- _Your task_: Transcribe all records below exactly, without images.

[Stored items]
○ ○ ○
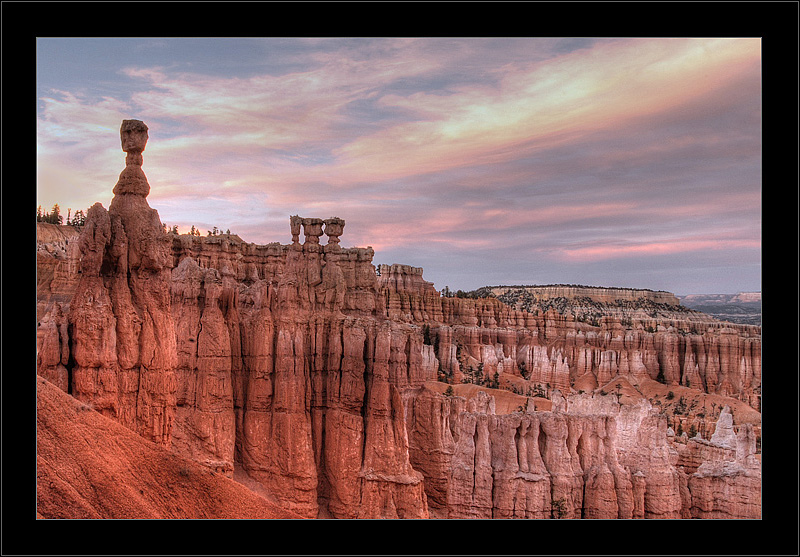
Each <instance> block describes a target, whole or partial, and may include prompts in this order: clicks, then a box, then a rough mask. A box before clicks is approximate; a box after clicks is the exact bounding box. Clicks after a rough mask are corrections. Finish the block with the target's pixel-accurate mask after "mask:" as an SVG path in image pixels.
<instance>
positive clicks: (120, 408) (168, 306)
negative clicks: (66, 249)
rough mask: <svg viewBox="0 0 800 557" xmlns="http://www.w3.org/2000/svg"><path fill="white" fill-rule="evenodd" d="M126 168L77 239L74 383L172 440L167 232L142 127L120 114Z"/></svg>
mask: <svg viewBox="0 0 800 557" xmlns="http://www.w3.org/2000/svg"><path fill="white" fill-rule="evenodd" d="M120 135H121V138H122V149H123V150H124V151H125V152H126V153H127V157H126V166H125V169H124V170H123V171H122V173H120V177H119V181H118V182H117V185H116V186H115V187H114V194H115V195H114V199H113V200H112V201H111V205H110V207H109V209H108V211H106V209H105V208H104V207H103V206H102V205H101V204H100V203H95V204H94V205H93V206H92V207H91V208H90V209H89V211H88V214H87V218H86V223H85V225H84V228H83V230H82V231H81V235H80V238H79V239H78V248H79V250H80V267H79V273H80V275H81V276H80V280H79V282H78V285H77V288H76V290H75V293H74V295H73V297H72V301H71V303H70V312H69V326H70V330H71V332H70V358H71V361H72V362H73V364H72V366H71V374H72V379H71V392H72V394H73V395H74V396H75V397H76V398H78V399H79V400H81V401H84V402H87V403H91V404H93V405H94V407H95V408H96V409H97V410H98V411H100V412H101V413H103V414H104V415H107V416H110V417H113V418H115V419H117V420H118V421H119V422H120V423H122V424H123V425H125V426H126V427H128V428H130V429H132V430H134V431H136V432H138V433H140V434H141V435H142V436H143V437H145V438H146V439H150V440H152V441H155V442H157V443H160V444H161V445H163V446H165V447H168V446H169V445H170V442H171V435H172V422H173V420H174V412H175V392H176V387H177V385H176V382H175V366H176V360H177V358H176V346H175V332H174V331H175V327H174V325H173V322H172V316H171V314H170V295H169V293H170V279H171V277H170V272H171V266H172V259H171V257H170V241H169V238H168V237H167V236H166V235H165V234H164V233H163V229H162V227H161V221H160V220H159V218H158V212H157V211H155V210H154V209H151V208H150V207H149V205H148V204H147V199H146V196H147V194H148V193H149V191H150V186H149V184H148V183H147V178H146V177H145V175H144V172H143V171H142V167H141V165H142V152H143V151H144V148H145V145H146V143H147V127H146V126H145V125H144V124H143V123H142V122H139V121H137V120H125V121H123V123H122V128H121V130H120Z"/></svg>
○ ○ ○
- _Response box_:
Each <instance> block describes a target, whole or partial, and may include prompts in this order: clicks, then a box, then a rough mask. A box before clicks is approximate; a box after clicks is the exact bounding box. Clicks after a rough mask are corrections. Finish the block with the target's pixel-accurate mask after "mask:" as an SVG path in image pixels.
<instance>
positive clicks: (120, 408) (168, 306)
negative clicks: (66, 249)
rough mask: <svg viewBox="0 0 800 557" xmlns="http://www.w3.org/2000/svg"><path fill="white" fill-rule="evenodd" d="M126 168L77 239L74 383L172 440L167 232L142 127L120 114Z"/></svg>
mask: <svg viewBox="0 0 800 557" xmlns="http://www.w3.org/2000/svg"><path fill="white" fill-rule="evenodd" d="M120 135H121V138H122V149H123V150H124V151H125V152H126V153H127V157H126V166H125V169H124V170H123V171H122V173H120V177H119V181H118V182H117V185H116V186H115V187H114V194H115V195H114V199H113V200H112V201H111V205H110V207H109V209H108V211H106V209H105V208H104V207H103V206H102V205H101V204H100V203H95V204H94V205H93V206H92V207H91V208H90V209H89V211H88V214H87V218H86V223H85V225H84V228H83V230H82V231H81V235H80V238H79V239H78V248H79V250H80V267H79V273H80V275H81V276H80V280H79V282H78V285H77V288H76V290H75V293H74V295H73V297H72V301H71V303H70V312H69V326H70V330H71V332H70V358H71V361H72V362H73V364H72V366H71V374H72V379H71V392H72V394H73V395H74V396H75V397H76V398H78V399H79V400H81V401H84V402H87V403H91V404H93V405H94V407H95V408H96V409H97V410H98V411H100V412H101V413H103V414H104V415H107V416H110V417H113V418H115V419H117V420H118V421H119V422H120V423H122V424H123V425H125V426H126V427H128V428H130V429H132V430H134V431H136V432H138V433H140V434H141V435H142V436H143V437H145V438H146V439H150V440H152V441H155V442H157V443H160V444H161V445H163V446H165V447H168V446H169V445H170V442H171V435H172V422H173V420H174V412H175V392H176V387H177V385H176V382H175V366H176V360H177V358H176V346H175V332H174V331H175V327H174V325H173V322H172V316H171V314H170V295H169V293H170V279H171V277H170V272H171V266H172V259H171V257H170V241H169V238H168V237H167V236H166V235H165V234H164V233H163V229H162V227H161V221H160V220H159V218H158V212H157V211H155V210H154V209H151V208H150V207H149V205H148V204H147V199H146V196H147V194H148V193H149V191H150V186H149V184H148V183H147V178H146V177H145V175H144V172H143V171H142V167H141V165H142V152H143V151H144V148H145V145H146V143H147V127H146V126H145V125H144V124H143V123H142V122H139V121H137V120H125V121H123V123H122V128H121V130H120Z"/></svg>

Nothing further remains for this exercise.